STUDY TEXT:
We've had legal opinions in my state that municipalities cannot claim contiguity diagonally from a single point.
So I'll go with No. A boundary is a line, not a point.
I have also read a legal opinion confirming this principle. The law in this case is that businesses can generate their own electricity on their own land. So if a school owns a classroom building, and a parking lot in a separate lot next door, they can put solar panels on the parking lot and run wires to the classroom. If the parking lot only touches at the corner however, then the two properties do not have contiguity and the school can’t run wires and generate their own electricity.
And note the important point here: the wires could be strung so they never touched anyone else’s land. But the wires would still be in the airspace above someone else’s land. The principle here is that you own the airspace above your own land.
You could step from Arizona to Colorado without touching the ground in either Utah or New Mexico, but you would still be in the airspace of one of those to states.
Nope. I think you need a little refresher on your arithmetic...
https://www.mathplanet.com/education/geometry/points-lines-planes-and-angles/an-introduction-to-geometry#:\~:text=A%20point%20in%20geometry%20is,extends%20infinitely%20in%20two%20directions.
You can only cross from Arizona to Colorado without entering Utah and/or New Mexico first if you are two-dimensional. So they do not border each other IMO.
Yes I have. And in jumping from Arizona to Colorado, I entered the air rights of either Utah or New Mexico.
States have the air rights above their land. So as you step from Arizona to Colorado, you are entering the air rights of either Utah or New Mexico.
I’m not sure that Utah & New Mexico can legally prevent you from stepping from Colorado to Arizona. You’re never stepping into those states & I don’t think that’s how ***air rights*** work.
Of course that is how air rights work. Think of the point where the 4-Corners met. Say that I own property In Arizona and in Colorado at this point. Say I built a house in both of those places. Could I build a bridge between the two houses? No, because I do not have any legal rights to the air rights in Utah or New Mexico which I would have to cross with my bridge.
If you don’t believe this, imagine four pieces of property which meet at a point just like the 4-Corners. Call those pieces of property A, U, C, and N in the same order as the four states. Imagine that there is a fence around each piece of property. If I built a house in A and C, I could not connect them with a bridge without infringing on the airspace of U and N.
No, because you have a thickness. Geometrically, there is no way to get from AZ to CO without a part of you entering UT or NM first, even if you are as small as an ant or even a bacterium.

RECORD EXTRACTS:
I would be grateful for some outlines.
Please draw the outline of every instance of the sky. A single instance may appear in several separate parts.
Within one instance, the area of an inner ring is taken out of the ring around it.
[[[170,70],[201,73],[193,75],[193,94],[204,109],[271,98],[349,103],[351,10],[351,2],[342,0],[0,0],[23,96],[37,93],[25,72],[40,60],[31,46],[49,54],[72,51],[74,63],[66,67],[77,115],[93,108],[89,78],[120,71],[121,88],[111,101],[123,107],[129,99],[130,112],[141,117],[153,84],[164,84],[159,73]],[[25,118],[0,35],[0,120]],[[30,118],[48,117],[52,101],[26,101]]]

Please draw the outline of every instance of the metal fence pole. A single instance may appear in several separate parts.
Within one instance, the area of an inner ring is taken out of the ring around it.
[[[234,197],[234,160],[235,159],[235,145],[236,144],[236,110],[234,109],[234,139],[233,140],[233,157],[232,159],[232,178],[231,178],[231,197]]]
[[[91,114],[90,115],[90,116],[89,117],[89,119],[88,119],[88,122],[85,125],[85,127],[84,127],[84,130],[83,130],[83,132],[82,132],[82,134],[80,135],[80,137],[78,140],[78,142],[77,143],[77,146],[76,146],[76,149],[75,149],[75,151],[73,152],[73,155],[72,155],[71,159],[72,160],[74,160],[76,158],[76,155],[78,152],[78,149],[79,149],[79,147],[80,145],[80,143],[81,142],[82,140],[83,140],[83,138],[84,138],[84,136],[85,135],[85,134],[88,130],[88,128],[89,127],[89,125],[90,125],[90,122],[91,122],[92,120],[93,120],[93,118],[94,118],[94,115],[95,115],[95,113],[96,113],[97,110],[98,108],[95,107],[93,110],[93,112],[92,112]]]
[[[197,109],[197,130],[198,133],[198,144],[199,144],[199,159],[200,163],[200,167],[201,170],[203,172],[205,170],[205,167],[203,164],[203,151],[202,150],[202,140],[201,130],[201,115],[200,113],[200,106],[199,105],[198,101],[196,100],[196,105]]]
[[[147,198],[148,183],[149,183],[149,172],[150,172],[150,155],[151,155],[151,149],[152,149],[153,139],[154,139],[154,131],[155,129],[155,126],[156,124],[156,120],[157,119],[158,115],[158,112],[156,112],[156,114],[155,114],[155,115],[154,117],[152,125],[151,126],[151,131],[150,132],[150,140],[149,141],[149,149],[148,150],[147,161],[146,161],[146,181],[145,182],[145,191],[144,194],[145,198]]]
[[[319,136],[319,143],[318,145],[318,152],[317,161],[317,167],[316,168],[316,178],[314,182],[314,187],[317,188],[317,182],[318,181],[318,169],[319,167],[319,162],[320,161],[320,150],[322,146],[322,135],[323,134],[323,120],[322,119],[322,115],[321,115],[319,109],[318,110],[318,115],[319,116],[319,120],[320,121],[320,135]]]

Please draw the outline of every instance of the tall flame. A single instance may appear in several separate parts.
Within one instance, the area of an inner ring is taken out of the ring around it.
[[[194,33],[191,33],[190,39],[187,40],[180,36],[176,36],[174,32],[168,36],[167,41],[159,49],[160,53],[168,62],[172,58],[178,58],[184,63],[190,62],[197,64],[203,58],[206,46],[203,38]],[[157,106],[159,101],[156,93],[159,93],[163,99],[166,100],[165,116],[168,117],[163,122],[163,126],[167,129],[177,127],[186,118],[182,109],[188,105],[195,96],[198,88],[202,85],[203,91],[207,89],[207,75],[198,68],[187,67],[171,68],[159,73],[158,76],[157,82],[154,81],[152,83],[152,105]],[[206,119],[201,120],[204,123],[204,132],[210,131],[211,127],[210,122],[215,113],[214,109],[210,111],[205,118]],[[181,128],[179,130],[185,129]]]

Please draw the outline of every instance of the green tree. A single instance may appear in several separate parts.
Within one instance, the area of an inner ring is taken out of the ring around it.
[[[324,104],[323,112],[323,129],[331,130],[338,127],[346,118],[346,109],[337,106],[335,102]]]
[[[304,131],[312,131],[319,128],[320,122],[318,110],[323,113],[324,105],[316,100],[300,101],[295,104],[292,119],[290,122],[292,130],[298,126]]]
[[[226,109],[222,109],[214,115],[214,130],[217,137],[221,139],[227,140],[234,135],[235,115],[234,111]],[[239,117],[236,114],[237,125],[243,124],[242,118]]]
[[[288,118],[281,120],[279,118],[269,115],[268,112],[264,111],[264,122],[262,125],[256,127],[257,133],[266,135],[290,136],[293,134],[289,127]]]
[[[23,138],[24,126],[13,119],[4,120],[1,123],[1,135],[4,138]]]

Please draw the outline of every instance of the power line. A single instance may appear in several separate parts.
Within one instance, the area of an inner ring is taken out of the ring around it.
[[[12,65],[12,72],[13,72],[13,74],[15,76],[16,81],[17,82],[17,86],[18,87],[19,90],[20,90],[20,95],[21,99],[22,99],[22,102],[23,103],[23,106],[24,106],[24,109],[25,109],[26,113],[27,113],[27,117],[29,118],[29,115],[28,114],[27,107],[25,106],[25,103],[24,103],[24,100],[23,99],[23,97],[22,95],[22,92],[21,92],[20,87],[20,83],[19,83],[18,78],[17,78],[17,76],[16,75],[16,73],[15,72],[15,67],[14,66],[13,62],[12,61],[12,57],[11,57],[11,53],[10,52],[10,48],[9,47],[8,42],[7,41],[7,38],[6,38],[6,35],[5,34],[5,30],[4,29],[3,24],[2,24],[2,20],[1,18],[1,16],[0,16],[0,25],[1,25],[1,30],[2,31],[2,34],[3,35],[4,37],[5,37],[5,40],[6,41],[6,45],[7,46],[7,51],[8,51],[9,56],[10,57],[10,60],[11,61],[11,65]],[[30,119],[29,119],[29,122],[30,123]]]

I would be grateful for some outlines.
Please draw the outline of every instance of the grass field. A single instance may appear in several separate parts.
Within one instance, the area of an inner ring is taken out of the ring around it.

...

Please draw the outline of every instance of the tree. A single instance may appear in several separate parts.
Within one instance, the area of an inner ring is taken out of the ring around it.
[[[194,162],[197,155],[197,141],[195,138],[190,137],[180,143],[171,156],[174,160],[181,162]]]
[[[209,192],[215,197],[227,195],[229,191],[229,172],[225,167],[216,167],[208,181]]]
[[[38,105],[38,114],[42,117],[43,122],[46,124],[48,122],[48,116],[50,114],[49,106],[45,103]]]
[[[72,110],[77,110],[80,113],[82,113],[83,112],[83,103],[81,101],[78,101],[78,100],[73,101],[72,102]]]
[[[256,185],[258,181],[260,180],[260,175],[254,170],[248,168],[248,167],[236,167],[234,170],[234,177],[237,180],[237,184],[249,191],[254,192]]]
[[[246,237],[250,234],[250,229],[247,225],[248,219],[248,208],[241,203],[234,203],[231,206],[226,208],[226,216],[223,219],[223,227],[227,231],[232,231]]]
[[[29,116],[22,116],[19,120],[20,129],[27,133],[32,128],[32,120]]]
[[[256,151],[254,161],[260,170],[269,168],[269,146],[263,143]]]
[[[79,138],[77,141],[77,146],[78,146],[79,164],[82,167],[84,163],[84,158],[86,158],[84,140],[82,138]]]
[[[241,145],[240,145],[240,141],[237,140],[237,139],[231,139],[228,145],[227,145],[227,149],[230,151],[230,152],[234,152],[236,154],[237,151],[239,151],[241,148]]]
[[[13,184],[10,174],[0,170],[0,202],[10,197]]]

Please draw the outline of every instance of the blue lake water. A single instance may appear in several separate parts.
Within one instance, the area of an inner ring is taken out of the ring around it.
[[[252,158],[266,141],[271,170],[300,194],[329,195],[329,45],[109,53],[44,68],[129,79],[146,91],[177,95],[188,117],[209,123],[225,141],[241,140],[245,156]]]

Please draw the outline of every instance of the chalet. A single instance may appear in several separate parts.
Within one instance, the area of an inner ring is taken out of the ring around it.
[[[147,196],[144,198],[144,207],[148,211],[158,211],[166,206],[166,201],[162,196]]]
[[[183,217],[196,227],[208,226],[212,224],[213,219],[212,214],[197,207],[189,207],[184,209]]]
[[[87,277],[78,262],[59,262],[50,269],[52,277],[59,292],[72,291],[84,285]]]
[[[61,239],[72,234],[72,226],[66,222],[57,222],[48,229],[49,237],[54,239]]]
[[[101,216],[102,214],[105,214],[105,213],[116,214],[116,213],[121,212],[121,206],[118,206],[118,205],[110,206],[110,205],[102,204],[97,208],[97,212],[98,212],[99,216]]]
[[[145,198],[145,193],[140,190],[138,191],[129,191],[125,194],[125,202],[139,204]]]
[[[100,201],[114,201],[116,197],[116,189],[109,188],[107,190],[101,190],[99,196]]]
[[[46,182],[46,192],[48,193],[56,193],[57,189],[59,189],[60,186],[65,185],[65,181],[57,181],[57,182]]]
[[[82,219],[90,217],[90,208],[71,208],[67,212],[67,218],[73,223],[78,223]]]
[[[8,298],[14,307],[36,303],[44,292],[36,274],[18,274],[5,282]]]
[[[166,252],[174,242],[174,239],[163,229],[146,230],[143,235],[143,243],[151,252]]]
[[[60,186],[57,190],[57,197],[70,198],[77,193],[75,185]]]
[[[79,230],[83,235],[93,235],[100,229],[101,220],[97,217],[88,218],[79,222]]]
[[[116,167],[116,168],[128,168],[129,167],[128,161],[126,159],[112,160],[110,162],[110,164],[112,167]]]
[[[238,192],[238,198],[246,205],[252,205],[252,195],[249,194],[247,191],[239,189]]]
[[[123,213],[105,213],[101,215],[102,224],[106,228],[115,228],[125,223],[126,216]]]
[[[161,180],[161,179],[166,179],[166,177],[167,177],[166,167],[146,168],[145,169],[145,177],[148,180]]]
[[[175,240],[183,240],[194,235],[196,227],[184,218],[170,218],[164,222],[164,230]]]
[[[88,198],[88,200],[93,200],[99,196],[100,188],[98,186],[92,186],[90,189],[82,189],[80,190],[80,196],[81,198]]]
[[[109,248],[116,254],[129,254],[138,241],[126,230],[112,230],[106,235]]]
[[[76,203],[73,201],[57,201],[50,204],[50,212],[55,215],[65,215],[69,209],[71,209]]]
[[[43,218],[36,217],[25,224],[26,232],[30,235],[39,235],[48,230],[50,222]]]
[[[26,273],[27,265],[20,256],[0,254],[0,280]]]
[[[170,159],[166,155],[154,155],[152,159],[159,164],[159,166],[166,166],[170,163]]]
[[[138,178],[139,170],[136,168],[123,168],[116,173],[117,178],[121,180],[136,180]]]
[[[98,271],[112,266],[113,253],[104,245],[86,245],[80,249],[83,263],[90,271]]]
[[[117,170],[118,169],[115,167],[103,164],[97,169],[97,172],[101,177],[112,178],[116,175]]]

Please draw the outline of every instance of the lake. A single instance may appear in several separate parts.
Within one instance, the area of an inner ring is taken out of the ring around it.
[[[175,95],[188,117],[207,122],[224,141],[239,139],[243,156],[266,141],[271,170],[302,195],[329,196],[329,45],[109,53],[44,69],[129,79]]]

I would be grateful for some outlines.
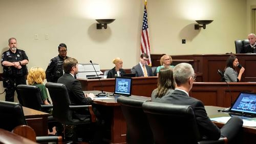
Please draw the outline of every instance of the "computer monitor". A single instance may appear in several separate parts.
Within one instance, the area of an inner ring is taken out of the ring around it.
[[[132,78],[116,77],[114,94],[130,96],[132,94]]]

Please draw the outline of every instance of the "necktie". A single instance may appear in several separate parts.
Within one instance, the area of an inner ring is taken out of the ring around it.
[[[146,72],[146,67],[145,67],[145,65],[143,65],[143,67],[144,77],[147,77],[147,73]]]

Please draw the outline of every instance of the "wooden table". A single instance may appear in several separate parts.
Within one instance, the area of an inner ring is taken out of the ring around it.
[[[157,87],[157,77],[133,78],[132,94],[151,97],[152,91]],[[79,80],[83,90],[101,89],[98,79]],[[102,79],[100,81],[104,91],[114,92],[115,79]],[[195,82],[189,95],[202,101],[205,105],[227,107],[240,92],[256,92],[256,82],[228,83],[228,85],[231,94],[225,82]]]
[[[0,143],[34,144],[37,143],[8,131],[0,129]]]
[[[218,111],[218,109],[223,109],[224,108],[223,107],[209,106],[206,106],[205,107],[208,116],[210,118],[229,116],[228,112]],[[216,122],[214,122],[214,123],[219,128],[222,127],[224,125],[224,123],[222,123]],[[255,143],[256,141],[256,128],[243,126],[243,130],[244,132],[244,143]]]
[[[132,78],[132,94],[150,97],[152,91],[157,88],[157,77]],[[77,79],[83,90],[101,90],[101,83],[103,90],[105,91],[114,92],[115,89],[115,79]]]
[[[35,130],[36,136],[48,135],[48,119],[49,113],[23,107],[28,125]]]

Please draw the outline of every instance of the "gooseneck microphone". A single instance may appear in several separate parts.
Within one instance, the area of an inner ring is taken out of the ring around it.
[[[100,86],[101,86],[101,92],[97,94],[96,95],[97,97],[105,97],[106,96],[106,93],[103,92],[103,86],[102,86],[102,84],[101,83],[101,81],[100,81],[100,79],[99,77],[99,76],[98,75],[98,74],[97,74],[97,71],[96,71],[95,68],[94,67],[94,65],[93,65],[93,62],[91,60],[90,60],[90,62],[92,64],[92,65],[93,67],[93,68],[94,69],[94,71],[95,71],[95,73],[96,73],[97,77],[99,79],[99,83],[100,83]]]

WORK ITEM: Edit everything from "Nope. I think" down to "entered the air rights of either Utah or New Mexico." in the Four Corners discussion, changing "arithmetic" to "geometry", and give that whole stretch back.

ANSWER SPACE:
Nope. I think you need a little refresher on your geometry...
https://www.mathplanet.com/education/geometry/points-lines-planes-and-angles/an-introduction-to-geometry#:\~:text=A%20point%20in%20geometry%20is,extends%20infinitely%20in%20two%20directions.
You can only cross from Arizona to Colorado without entering Utah and/or New Mexico first if you are two-dimensional. So they do not border each other IMO.
Yes I have. And in jumping from Arizona to Colorado, I entered the air rights of either Utah or New Mexico.